> [Texte à lire]:

Face à la polémique suscitée par Alicem, une application mobile de l'ANTS utilisant la reconnaissance faciale, le gouvernement a décidé de reporter un déploiement initialement envisagé en novembre. Plusieurs instances devraient plancher sur l'usage de la reconnaissance faciale qui se déploie aujourd'hui sans cadre juridique adapté. Leurs travaux devraient déboucher sur l'organisation d'un débat citoyen.

Le projet est né d'une intention louable : simplifier et sécuriser l'accès aux services publics en ligne. Porté par le ministère de l'Intérieur, Alicem, pour "authentification en ligne certifiée sur mobile" - permet en effet d'utiliser son mobile pour s'authentifier sur un site public sans avoir à renseigner d'identifiants et mots de passe. En pratique, l'usager doit posséder un passeport biométrique (à puce) et un smartphone Android récent équipé de la technologie NFC. Le smartphone permet de lire le contenu de la puce pour accéder à la photo de l'usager. Lors de l'installation d'Alicem, la photo du passeport et une petite vidéo prise par l'usager sont envoyées au serveur de l'ANTS pour être analysées par un algorithme développé par Gemalto (groupe Thalès) qui établit la correspondance entre les deux. Dès lors l'usager peut s'authentifier sur un site en utilisant la caméra de son smartphone. Piloté par l'ANTS, le projet a fait l'objet d'un décret en mai 2019. Ce texte autorise l'usage de technologies de reconnaissance faciale "statiques"(photo) et "dynamiques" (vidéo), et ouvre la possibilité pour un smartphone de lire, à l'aide de la technologie sans contact, certaines données d'identité stockées dans la puce, à l'exception des images des empreintes digitales. Alicem est en test depuis plusieurs mois au sein de l'ANTS où une centaine d’employés de l’ANTS l'évaluent, son ouverture au public étant prévue à l'origine en novembre 2019.

Une enfreinte au RGPD ?

> [Consigne 1]: D'après le texte sur Alicem, quelle entreprise a développé l'algorithme qui établit la correspondance entre la photo du passeport et la vidéo de l'usager ?
> [Consigne 2]: Citez le texte sur Alicem, tout le passage depuis « Face à la polémique » jusqu'à « d'un débat citoyen. ».
> [Consigne 3]: Poursuivez le texte sur l'application Alicem à partir de l'endroit où il s'arrête.

> [Liste enregistrée]:

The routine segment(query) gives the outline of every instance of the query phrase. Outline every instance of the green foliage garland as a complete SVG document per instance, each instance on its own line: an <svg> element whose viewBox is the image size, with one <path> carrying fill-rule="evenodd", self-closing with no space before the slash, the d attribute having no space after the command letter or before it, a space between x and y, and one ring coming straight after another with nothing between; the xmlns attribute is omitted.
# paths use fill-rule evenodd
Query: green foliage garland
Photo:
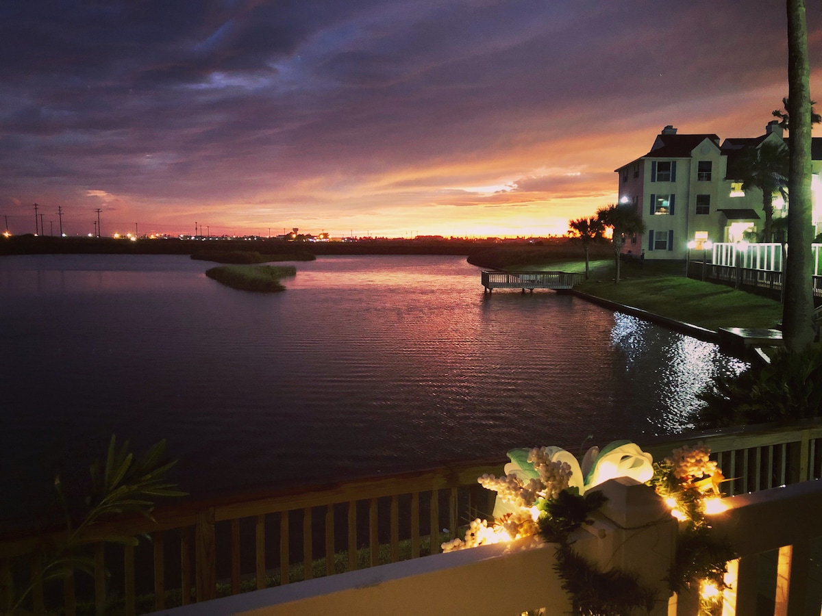
<svg viewBox="0 0 822 616"><path fill-rule="evenodd" d="M554 569L562 590L571 597L574 614L621 616L643 607L650 611L656 594L642 586L636 575L620 569L602 571L572 547L570 534L583 524L592 523L591 513L607 500L598 490L580 496L575 488L562 490L555 499L546 499L539 505L547 514L538 521L539 535L549 543L559 544Z"/></svg>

> [Réponse 1]: Gemalto (groupe Thalès).

> [Réponse 2]:
Face à la polémique suscitée par Alicem, une application mobile de l'ANTS utilisant la reconnaissance faciale, le gouvernement a décidé de reporter un déploiement initialement envisagé en novembre. Plusieurs instances devraient plancher sur l'usage de la reconnaissance faciale qui se déploie aujourd'hui sans cadre juridique adapté. Leurs travaux devraient déboucher sur l'organisation d'un débat citoyen.

> [Réponse 3]:
Dès son lancement, le projet a suscité des réserves. Celles-ci sont d'abord venues de la Cnil qui, dans son avis en date du 18 octobre 2018, reproche au dispositif de ne pas proposer de solution alternative à la reconnaissance faciale pour bénéficier de cette solution d'identité numérique. Une absence d'alternative qui enfreindrait le RGPD, alors même que ces solutions existeraient : déplacement en préfecture ou visiophonie avec un agent de l’ANTS. Un avis partagé par l'association la Quadrature du net qui a attaqué ce décret auprès du Conseil d'Etat en juillet dernier. Mais au-delà de l'absence de choix pour l'utilisateur ou des interrogations sur la sécurité d'Alicem, le débat s'est déporté rapidement sur l'opportunité d'utiliser la reconnaissance faciale. Certains voient dans Alicem la porte ouverte à une banalisation de l'usage de cette technologie dans la sphère publique avec un possible détournement du dispositif à des fins de surveillance.

Concertation et report d'Alicem

La polémique a singulièrement enflé ces dernières semaines obligeant les pouvoirs publics à clarifier ce projet. Le secrétaire d'État au numérique Cedric O a dénoncé dans une interview au Monde  "les fantasmes" suscités par une technologie qui "offre de nouveaux usages, de nouvelles opportunités". Il a estimé cependant que les expérimentations étaient nécessaires "pour que nos industriels progressent". Et pour calmer les esprits, il a annoncé toute une batterie de concertations. Ainsi une "instance spécifique" crée en concertation avec la Cnil va être créée prochainement pour évaluer les expérimentations. Les administrations et régulateurs membres de cette instance travailleront "sous la supervision de chercheurs et de citoyens". Par ailleurs, le Conseil national du numérique et les députées Paula Forteza et Christine Hennion vont être missionnés sur Alicem. Leurs recommandations sont un préalable à l'ouverture grand public de l'application pour smartphone. Ces travaux en petit comité doivent déboucher sur un débat citoyen.

L'ANTS défend son projet

De son côté, le directeur de l'ANTS, Jérôme Létier a multiplié les prises de parole pour défendre l'application. Dans une interview au journal 01net, il précise que "les seules informations gardées sur un serveur central certifié sont les identifiants. Aucune photo n’est stockée par Alicem. Le cliché pris par l’usager lors de l’étape de reconnaissance faciale reste en local dans le téléphone de l’utilisateur" et de souligner qu'Alicem "est une simple option, elle n’a aucune vocation à devenir le canal unique d’accès aux services publics". Quant à l'absence de choix, il rappelle qu'"Alicem est déjà, en soi, une option supplémentaire donnée aux citoyens par rapport aux autres systèmes d’identification en ligne (Améli, FranceConnect, impots.gouv.fr, etc.)."